• **HOW TO COMPLETE THIS TASK**: Your task is to reproduce exactly the lines from the line with "trace --target driveway" through the end of the records below.

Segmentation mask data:
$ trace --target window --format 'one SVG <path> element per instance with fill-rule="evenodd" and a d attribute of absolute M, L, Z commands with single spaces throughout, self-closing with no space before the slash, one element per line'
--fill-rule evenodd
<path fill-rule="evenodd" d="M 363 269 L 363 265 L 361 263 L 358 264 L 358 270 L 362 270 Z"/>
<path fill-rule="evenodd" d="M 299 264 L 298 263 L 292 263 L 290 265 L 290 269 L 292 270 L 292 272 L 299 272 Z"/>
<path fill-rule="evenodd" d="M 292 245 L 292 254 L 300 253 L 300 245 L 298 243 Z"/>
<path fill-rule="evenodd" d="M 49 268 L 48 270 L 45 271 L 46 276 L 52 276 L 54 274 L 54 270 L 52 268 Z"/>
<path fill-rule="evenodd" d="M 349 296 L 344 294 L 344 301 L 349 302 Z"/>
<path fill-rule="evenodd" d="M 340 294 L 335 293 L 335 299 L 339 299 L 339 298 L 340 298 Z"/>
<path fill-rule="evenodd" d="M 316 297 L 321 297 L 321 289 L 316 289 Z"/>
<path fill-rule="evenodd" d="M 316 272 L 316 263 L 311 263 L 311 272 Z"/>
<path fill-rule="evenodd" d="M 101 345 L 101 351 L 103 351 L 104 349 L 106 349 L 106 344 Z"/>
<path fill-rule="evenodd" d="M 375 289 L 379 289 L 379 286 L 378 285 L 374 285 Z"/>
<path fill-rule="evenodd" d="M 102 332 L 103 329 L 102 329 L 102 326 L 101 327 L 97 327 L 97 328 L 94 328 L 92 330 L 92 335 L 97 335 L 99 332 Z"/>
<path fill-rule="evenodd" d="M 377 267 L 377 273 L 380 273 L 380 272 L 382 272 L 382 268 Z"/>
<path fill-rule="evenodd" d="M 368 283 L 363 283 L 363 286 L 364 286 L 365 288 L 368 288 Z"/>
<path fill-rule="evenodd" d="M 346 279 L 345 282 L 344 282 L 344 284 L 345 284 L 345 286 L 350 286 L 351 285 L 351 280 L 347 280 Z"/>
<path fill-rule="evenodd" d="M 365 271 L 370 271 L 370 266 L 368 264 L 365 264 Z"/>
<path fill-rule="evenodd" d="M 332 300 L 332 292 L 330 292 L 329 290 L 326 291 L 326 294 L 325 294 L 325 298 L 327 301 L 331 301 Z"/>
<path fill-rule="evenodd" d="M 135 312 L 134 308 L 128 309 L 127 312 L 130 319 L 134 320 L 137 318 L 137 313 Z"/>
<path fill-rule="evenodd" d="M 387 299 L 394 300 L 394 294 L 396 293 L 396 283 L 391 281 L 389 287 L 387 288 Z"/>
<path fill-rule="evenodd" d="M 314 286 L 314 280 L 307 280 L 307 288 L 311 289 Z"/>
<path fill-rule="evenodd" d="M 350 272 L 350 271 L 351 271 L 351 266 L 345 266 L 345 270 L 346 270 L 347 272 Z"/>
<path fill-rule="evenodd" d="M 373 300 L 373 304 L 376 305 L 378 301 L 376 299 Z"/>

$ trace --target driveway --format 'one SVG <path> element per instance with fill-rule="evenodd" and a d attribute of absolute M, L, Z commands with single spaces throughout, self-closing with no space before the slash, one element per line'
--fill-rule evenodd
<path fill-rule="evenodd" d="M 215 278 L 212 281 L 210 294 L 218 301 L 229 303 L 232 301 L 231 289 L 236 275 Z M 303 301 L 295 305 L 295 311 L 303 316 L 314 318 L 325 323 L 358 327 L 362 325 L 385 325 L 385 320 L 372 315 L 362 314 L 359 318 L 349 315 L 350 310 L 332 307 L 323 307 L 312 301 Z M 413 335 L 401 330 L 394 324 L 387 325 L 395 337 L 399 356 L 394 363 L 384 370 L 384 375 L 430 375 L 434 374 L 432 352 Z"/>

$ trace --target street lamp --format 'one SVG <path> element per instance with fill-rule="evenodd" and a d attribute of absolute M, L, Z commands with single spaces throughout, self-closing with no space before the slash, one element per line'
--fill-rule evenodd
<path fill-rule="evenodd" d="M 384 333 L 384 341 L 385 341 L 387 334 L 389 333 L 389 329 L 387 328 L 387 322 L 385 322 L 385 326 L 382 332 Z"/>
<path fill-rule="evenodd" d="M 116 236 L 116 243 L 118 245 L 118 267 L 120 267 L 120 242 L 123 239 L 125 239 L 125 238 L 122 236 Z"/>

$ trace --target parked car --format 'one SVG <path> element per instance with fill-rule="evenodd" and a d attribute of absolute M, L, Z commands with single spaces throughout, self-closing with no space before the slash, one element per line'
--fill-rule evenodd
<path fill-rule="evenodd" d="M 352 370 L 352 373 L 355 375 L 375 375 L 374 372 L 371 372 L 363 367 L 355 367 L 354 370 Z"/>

• **FINAL ANSWER**:
$ trace --target driveway --format 'one SVG <path> element per instance with fill-rule="evenodd" and a d attribute of absolute M, L, Z commands with single spaces throughout, self-closing with no space before the slash, one element per line'
--fill-rule evenodd
<path fill-rule="evenodd" d="M 215 278 L 212 281 L 210 294 L 218 301 L 229 303 L 232 301 L 231 289 L 236 275 Z M 303 301 L 295 305 L 295 311 L 303 316 L 314 318 L 325 323 L 358 327 L 362 325 L 385 325 L 385 320 L 372 315 L 362 314 L 359 318 L 349 315 L 350 310 L 332 307 L 323 307 L 312 301 Z M 413 335 L 401 330 L 394 324 L 387 325 L 395 337 L 399 356 L 394 363 L 384 370 L 384 375 L 430 375 L 434 374 L 432 352 Z"/>

$ trace --target street lamp --format 'one SVG <path> element per instance with fill-rule="evenodd" and a d attribute of absolute M, L, Z commands with single spaces throughout, self-closing with no space before the slash, one element per line'
--fill-rule evenodd
<path fill-rule="evenodd" d="M 384 333 L 384 341 L 385 341 L 387 334 L 389 333 L 389 329 L 387 328 L 387 322 L 385 322 L 385 326 L 382 332 Z"/>
<path fill-rule="evenodd" d="M 116 236 L 116 243 L 118 245 L 118 267 L 120 267 L 120 242 L 123 239 L 125 239 L 125 238 L 122 236 Z"/>

$ trace --target parked car --format 'one SVG <path> element per instance with fill-rule="evenodd" and a d attribute of absolute M, L, Z commands with single spaces throughout, self-closing with no space before the slash, one element per line'
--fill-rule evenodd
<path fill-rule="evenodd" d="M 352 370 L 352 373 L 355 375 L 375 375 L 374 372 L 371 372 L 363 367 L 355 367 L 354 370 Z"/>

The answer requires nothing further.